┌────────

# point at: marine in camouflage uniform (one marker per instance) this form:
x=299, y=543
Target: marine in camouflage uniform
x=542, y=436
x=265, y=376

└────────

■ WHAT TO PRODUCE ■
Arrange every line of the listing above in a Markdown table with the columns "No." and "Entry". Number each row in order and omit any blank lines.

■ RESPONSE FOR THIS EXERCISE ■
| No. | Entry |
|---|---|
| 1 | # point at: marine in camouflage uniform (one marker per instance) this form: |
| 2 | x=299, y=543 |
| 3 | Target: marine in camouflage uniform |
| 4 | x=542, y=436 |
| 5 | x=265, y=376 |